**WORK TO DO**
Write out the passage on income inequality in Singapore word for word, from "Income inequality in Singapore" to "of this problem.".

**PROVIDED PASSAGE**
--

Sarah-Ann Tan (18-U1)

Income Inequality In Singapore

Income inequality in Singapore has worsened in recent times. The World Economic Report 2018 showed that the income share captured by the top 10% of income earners in Singapore increased from 32.1% in 1980 to 43.8% in 2014. Moreover, Singapore’s Gini coefficient after tax transfers (collection of taxes and redistribution of that wealth to the lower-income in society) stood at 0.356 in 2017, higher than many other developed countries such as Sweden and Japan. This is a worrying sign given that income inequality has the potential to create rifts between the rich and the poor, fracturing society and even giving rise to pro-protectionism and anti-globalisation views which hinder economic progress. To find a solution for this issue, we would hence have to delve into the causes and effects of this problem.

Cheaper alternatives for firms

            Advancements in technology and globalisation have stiffened competition for jobs by providing cheaper alternatives to local labour for firms. Automation has increasingly been adopted by many firms and this has led to the displacement of local workers. UOB is one such company that uses humanoid robots to address client requests and complete administrative tasks. A humanoid robot is purportedly 3.5 times faster than a human employee. Many profit-maximising companies choose to use automation to substitute human staff as automation increases work efficiency and enables them to save on labour costs in the long run, allowing firms to become more productive efficient. As a result, workers, especially those in low-skilled industries such as manufacturing, end up losing their jobs or earning lower wages. Globalisation also exacerbates this trend. Globalisation facilitates the influx of low-wage migrants and this leads to greater competition for jobs and wage depression for locals.

--

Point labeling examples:
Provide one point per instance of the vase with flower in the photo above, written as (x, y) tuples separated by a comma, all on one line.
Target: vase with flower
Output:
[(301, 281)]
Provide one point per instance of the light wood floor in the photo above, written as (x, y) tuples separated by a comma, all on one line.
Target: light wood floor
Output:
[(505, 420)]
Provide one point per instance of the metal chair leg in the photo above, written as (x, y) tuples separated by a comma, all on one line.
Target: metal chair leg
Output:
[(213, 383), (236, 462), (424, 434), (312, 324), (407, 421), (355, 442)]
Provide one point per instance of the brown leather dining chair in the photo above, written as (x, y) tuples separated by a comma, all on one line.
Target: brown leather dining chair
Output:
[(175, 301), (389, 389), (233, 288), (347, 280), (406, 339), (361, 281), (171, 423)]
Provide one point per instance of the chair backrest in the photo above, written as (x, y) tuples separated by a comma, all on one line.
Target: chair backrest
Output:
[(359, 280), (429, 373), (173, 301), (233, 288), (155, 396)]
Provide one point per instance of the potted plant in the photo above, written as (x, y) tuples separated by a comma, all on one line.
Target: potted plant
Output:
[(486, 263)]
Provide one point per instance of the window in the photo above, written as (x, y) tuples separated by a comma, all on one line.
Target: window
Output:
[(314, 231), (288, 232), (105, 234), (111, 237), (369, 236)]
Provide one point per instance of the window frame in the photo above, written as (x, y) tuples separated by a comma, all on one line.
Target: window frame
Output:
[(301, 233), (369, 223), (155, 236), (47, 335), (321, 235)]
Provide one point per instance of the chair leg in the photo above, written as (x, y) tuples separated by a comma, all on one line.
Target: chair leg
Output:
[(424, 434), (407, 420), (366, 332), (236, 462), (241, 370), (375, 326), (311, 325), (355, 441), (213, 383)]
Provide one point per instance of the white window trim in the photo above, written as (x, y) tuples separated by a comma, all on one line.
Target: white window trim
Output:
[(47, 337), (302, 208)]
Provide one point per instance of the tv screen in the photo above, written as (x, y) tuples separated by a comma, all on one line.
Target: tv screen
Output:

--

**TASK OUTPUT**
Income inequality in Singapore has worsened in recent times. The World Economic Report 2018 showed that the income share captured by the top 10% of income earners in Singapore increased from 32.1% in 1980 to 43.8% in 2014. Moreover, Singapore’s Gini coefficient after tax transfers (collection of taxes and redistribution of that wealth to the lower-income in society) stood at 0.356 in 2017, higher than many other developed countries such as Sweden and Japan. This is a worrying sign given that income inequality has the potential to create rifts between the rich and the poor, fracturing society and even giving rise to pro-protectionism and anti-globalisation views which hinder economic progress. To find a solution for this issue, we would hence have to delve into the causes and effects of this problem.